═════ Record extracts

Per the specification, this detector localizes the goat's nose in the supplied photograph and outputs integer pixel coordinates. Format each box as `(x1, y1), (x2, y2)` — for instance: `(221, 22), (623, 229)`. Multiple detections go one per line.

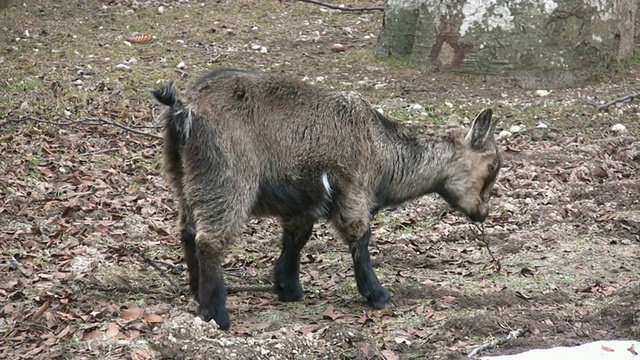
(468, 209), (488, 223)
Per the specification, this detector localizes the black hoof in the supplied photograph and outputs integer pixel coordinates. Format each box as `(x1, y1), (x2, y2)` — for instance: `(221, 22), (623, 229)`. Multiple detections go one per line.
(274, 283), (304, 302)
(199, 304), (231, 330)
(367, 287), (393, 309)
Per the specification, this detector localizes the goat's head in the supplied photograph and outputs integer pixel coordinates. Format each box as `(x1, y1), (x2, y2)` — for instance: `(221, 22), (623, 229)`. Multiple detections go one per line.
(438, 109), (501, 223)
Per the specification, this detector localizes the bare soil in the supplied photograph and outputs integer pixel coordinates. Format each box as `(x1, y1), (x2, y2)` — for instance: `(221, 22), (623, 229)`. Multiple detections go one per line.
(0, 1), (639, 359)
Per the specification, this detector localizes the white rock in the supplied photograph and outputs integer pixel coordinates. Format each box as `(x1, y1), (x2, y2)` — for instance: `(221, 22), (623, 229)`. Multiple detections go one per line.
(536, 122), (548, 128)
(158, 6), (165, 14)
(123, 41), (132, 47)
(176, 61), (186, 69)
(72, 79), (83, 85)
(24, 30), (30, 37)
(498, 130), (512, 139)
(611, 123), (627, 132)
(315, 76), (325, 82)
(374, 83), (387, 89)
(501, 93), (508, 98)
(375, 108), (384, 115)
(116, 63), (131, 71)
(128, 57), (137, 64)
(444, 101), (454, 108)
(535, 89), (550, 97)
(251, 44), (262, 50)
(509, 125), (523, 133)
(259, 46), (268, 54)
(410, 104), (423, 111)
(124, 9), (135, 15)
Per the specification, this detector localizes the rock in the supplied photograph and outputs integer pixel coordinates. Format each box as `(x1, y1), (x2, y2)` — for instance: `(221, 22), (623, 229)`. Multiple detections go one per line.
(509, 125), (523, 133)
(536, 122), (548, 128)
(116, 63), (131, 71)
(158, 5), (165, 14)
(498, 130), (512, 139)
(128, 57), (137, 64)
(331, 43), (346, 52)
(72, 79), (83, 85)
(611, 123), (627, 132)
(251, 44), (262, 50)
(176, 61), (185, 69)
(124, 9), (134, 15)
(375, 108), (384, 115)
(259, 46), (268, 54)
(535, 89), (550, 97)
(374, 83), (387, 89)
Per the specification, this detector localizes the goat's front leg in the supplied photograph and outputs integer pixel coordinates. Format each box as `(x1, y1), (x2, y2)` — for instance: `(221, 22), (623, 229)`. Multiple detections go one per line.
(274, 217), (314, 302)
(332, 198), (392, 308)
(349, 227), (392, 308)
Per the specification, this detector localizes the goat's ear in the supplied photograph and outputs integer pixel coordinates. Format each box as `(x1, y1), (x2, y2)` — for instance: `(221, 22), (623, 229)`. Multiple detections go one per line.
(465, 108), (496, 149)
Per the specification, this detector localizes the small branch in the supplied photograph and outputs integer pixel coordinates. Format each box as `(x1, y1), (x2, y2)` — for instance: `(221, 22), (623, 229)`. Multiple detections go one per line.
(472, 223), (501, 273)
(1, 115), (163, 140)
(295, 0), (384, 12)
(0, 255), (20, 270)
(468, 328), (525, 358)
(227, 284), (273, 294)
(79, 147), (120, 156)
(597, 91), (640, 111)
(126, 244), (183, 293)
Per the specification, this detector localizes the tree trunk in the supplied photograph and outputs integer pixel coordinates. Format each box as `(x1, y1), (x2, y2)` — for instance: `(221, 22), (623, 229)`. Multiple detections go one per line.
(375, 0), (637, 89)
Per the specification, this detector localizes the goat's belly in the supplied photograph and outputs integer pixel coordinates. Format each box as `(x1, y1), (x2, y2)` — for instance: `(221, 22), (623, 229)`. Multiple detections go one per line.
(251, 178), (335, 219)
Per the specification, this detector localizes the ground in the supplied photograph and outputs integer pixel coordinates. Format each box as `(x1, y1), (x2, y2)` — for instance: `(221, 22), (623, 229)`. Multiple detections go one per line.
(0, 1), (639, 359)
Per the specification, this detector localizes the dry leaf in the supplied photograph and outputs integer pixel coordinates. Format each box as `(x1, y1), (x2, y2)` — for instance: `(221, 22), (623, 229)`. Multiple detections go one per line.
(32, 300), (50, 320)
(322, 305), (343, 321)
(601, 345), (615, 352)
(143, 313), (164, 323)
(121, 305), (144, 320)
(381, 349), (399, 360)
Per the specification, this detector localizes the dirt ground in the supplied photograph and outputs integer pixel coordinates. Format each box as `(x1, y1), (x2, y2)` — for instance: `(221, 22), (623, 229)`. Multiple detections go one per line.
(0, 1), (639, 359)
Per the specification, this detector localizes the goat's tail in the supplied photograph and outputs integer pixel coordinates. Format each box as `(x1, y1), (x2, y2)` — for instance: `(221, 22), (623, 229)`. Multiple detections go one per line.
(151, 81), (194, 142)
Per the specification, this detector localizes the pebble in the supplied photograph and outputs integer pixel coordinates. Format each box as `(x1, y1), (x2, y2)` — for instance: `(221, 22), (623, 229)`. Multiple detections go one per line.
(158, 6), (165, 14)
(498, 130), (512, 139)
(331, 43), (346, 52)
(536, 122), (548, 128)
(128, 57), (137, 64)
(509, 125), (523, 133)
(259, 46), (268, 54)
(72, 79), (83, 85)
(375, 108), (384, 115)
(611, 123), (627, 132)
(124, 9), (135, 15)
(374, 83), (387, 89)
(536, 89), (550, 97)
(116, 63), (131, 71)
(176, 61), (185, 69)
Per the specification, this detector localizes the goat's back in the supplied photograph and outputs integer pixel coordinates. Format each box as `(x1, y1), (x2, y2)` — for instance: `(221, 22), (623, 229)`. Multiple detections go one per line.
(184, 69), (385, 177)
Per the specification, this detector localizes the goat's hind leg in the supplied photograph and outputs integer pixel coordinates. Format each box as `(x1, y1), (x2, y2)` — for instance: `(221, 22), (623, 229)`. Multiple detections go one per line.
(190, 188), (252, 331)
(274, 217), (314, 302)
(179, 204), (199, 298)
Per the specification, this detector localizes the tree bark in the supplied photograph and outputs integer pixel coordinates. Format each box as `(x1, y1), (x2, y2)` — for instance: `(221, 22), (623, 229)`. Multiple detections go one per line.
(376, 0), (637, 88)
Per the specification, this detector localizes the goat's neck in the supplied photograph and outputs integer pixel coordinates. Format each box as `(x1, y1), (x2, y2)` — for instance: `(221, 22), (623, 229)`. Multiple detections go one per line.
(374, 128), (456, 210)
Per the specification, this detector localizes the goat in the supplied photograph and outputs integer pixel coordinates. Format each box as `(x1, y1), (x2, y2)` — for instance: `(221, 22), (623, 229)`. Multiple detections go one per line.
(151, 68), (502, 330)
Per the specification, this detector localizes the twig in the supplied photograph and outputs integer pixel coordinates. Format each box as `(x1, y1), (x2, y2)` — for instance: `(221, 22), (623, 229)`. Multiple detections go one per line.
(510, 126), (563, 139)
(468, 328), (525, 358)
(0, 115), (163, 140)
(597, 91), (640, 111)
(227, 284), (273, 294)
(295, 0), (384, 12)
(0, 255), (20, 270)
(126, 244), (183, 292)
(79, 147), (120, 156)
(472, 223), (501, 272)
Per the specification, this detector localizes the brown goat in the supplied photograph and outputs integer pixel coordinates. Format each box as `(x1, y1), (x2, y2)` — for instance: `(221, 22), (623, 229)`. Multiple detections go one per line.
(151, 68), (501, 330)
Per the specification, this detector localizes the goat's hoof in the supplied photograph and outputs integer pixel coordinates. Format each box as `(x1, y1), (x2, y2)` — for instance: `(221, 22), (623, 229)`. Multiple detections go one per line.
(198, 305), (231, 330)
(274, 284), (303, 302)
(367, 288), (393, 309)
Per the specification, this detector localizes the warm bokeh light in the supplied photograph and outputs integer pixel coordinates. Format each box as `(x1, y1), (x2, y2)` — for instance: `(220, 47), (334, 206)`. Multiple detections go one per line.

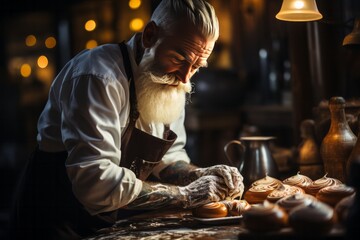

══════════

▶ _Task instructions_: Your copy should begin at the line containing "Per the specification, this detector localizes the goat's hoof" and end at the last line of the data above, matching each line exactly and holding no pictures.

▶ _Completed exercise_:
Per the specification, this detector localizes the goat's hoof in the supplied photograph and outputs integer pixel coordinates. Format each box as `(x1, y1), (x2, y2)` — for instance: `(221, 22), (623, 229)`. Multiple detections go one per line.
(198, 305), (231, 330)
(274, 284), (303, 302)
(367, 288), (393, 309)
Per the specification, this detector localizes the warm bokeh light in the supplied photograph and outputs integer pixel coordinates. Format each box as `(x1, y1), (x2, y2)` — for instance: `(220, 47), (334, 206)`. Multiple detections go one per line.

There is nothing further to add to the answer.